▶ [AIM]:
From the bio layer thread below, reproduce the passage that begins at the words "A simple, though" and stops after the words "4K chunk size.".

▶ [EXTRACT]:
━━━━━━━━━━━━━━━━
A block layer introduction part 1: the bio layer

Posted Oct 25, 2017 19:12 UTC (Wed) by edos (guest, #116377)
Parent article: A block layer introduction part 1: the bio layer

I didn't get completely about deadlock in the article.
How is that possible when we have stacked block devices to produce a deadlock based on interdependency? It is not clear for me still

A block layer introduction part 1: the bio layer

Posted Oct 25, 2017 21:34 UTC (Wed) by neilbrown (subscriber, #359) [Link] (7 responses)

A simple, though extremely unlikely, scenario that could cause a deadlock is:
- Suppose I have a RAID1 array where each of the member devices is a RAID0 array with a 4K chunk size.
- An 8K write BIO arrives for the RAID1 array. raid1 code allocates two bios from a private pool and sends an 8K bio to each of the RAID0 devices. These two bios gets queued by generic_make_request.
- Then generic_make_request starts processing the first RAID0 bio. raid0 code needs to split it into 2 4K bios and so allocates a bio from a private pool and submits the new bio and the old bio (now reduced in size) to the underlying devices. These two bios get queued by generic_make_request.
━━━━━━━━━━━━━━━━
▶ [SUPPLIED DATA]:

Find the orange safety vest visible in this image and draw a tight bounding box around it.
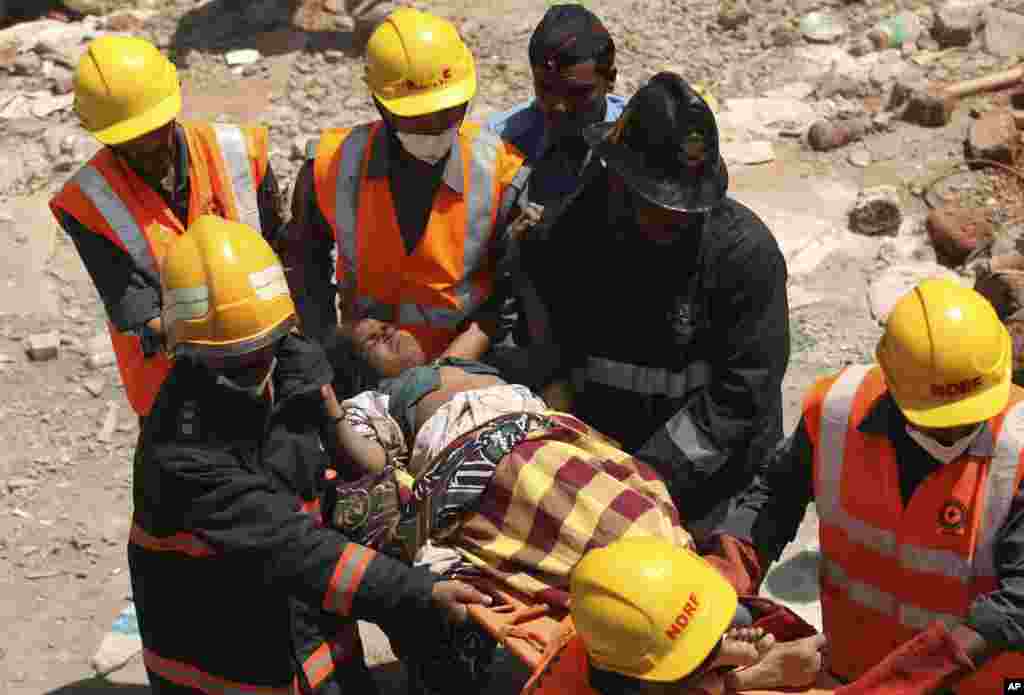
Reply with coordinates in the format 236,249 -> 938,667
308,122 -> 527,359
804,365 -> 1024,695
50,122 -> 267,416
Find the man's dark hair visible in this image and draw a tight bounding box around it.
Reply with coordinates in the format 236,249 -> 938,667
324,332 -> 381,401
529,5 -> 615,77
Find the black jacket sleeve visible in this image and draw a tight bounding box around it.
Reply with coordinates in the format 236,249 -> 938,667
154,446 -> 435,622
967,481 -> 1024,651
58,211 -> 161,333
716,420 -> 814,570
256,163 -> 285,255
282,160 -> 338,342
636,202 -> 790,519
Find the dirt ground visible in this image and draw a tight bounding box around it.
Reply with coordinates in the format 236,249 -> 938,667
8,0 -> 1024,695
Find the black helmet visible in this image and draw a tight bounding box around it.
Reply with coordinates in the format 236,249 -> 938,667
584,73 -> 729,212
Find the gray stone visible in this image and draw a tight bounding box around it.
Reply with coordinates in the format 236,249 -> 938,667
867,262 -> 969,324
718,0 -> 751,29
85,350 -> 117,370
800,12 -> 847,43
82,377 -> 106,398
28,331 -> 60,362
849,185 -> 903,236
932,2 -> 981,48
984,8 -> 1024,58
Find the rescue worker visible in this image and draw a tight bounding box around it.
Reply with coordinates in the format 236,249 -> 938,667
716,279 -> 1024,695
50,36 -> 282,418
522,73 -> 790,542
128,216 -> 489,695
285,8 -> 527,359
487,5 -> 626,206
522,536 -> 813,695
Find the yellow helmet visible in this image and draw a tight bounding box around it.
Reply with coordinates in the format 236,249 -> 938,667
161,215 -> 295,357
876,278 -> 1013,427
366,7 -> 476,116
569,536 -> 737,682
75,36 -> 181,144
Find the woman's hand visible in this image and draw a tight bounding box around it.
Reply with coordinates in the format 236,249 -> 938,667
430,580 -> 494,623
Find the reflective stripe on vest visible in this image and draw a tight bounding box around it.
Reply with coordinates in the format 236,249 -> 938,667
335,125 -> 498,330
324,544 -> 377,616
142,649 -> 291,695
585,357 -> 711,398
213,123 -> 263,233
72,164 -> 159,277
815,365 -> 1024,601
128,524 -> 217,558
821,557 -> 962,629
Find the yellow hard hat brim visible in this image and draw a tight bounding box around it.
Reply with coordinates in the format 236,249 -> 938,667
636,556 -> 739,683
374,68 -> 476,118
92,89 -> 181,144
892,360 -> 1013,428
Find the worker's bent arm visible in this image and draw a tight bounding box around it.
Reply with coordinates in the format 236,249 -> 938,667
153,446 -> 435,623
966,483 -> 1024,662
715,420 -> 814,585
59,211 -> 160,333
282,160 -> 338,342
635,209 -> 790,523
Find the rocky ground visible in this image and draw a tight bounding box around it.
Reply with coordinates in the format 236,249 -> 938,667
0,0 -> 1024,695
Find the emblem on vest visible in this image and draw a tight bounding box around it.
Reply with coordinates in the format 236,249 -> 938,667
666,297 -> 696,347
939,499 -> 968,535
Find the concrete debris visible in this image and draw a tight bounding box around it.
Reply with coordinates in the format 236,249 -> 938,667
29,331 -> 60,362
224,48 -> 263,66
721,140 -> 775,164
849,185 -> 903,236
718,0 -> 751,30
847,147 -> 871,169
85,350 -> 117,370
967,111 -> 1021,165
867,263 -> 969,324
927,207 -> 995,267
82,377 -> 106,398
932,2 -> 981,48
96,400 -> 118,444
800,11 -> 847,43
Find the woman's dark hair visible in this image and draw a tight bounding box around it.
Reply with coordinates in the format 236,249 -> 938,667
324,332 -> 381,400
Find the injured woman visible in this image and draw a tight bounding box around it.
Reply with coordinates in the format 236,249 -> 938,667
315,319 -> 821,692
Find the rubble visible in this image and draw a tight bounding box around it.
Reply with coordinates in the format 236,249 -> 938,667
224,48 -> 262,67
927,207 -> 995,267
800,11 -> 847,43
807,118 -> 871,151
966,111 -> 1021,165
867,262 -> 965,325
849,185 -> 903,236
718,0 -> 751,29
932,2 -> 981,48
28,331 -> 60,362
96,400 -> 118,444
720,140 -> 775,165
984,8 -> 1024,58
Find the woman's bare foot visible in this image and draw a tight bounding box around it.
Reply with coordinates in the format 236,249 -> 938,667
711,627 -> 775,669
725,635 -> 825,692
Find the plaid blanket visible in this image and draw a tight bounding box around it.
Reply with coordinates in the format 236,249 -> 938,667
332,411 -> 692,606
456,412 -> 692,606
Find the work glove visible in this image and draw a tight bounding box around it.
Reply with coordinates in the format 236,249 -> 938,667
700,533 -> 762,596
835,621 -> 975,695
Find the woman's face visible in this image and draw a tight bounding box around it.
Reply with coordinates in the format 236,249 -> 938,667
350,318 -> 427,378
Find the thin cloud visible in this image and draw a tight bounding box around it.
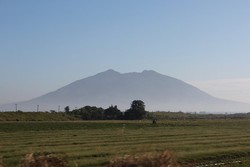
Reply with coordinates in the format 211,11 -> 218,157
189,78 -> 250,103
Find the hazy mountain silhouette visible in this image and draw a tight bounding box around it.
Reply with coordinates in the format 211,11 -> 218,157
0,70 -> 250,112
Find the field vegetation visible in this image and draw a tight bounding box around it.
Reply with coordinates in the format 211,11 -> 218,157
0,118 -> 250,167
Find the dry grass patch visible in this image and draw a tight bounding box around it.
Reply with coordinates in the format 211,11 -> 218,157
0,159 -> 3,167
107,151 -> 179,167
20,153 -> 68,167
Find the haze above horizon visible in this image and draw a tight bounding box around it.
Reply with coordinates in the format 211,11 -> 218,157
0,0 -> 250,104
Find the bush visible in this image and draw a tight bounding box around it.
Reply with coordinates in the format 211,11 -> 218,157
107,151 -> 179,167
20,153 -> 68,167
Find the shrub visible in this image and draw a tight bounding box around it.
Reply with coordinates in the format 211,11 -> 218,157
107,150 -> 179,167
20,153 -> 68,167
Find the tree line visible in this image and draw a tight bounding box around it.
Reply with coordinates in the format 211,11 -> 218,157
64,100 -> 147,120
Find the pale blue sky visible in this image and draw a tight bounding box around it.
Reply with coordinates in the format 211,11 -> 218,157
━━━━━━━━━━━━━━━━
▶ [EXERCISE RESPONSE]:
A simple, though extremely unlikely, scenario that could cause a deadlock is:
- Suppose I have a RAID1 array where each of the member devices is a RAID0 array with a 4K chunk size.